(Rows from a dataset)
------------------------------------
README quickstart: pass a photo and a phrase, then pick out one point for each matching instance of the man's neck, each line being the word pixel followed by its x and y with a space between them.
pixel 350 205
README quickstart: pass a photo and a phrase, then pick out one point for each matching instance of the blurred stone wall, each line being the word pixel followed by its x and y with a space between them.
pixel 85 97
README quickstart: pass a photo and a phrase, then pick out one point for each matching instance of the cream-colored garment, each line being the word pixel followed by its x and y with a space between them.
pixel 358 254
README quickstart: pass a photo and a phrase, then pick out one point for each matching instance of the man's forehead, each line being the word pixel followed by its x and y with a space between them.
------------------------------------
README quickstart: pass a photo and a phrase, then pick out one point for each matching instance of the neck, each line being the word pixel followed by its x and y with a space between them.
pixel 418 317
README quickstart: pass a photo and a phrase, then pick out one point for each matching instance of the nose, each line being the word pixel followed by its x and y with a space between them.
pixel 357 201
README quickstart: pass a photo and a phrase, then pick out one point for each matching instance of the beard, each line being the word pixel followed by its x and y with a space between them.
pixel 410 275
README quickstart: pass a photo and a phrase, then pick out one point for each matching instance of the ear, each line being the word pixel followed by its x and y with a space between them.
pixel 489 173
------------------------------------
Stated goal: Can you transcribe the data starting with the line containing "of the blurred" and going on through the line containing "pixel 85 97", keeping every character the same?

Result of this task:
README quickstart: pass a photo and a phrase, then pick out one point for each matching instance of the blurred stone wall, each line being the word pixel followed by its x and y with a space between them.
pixel 85 97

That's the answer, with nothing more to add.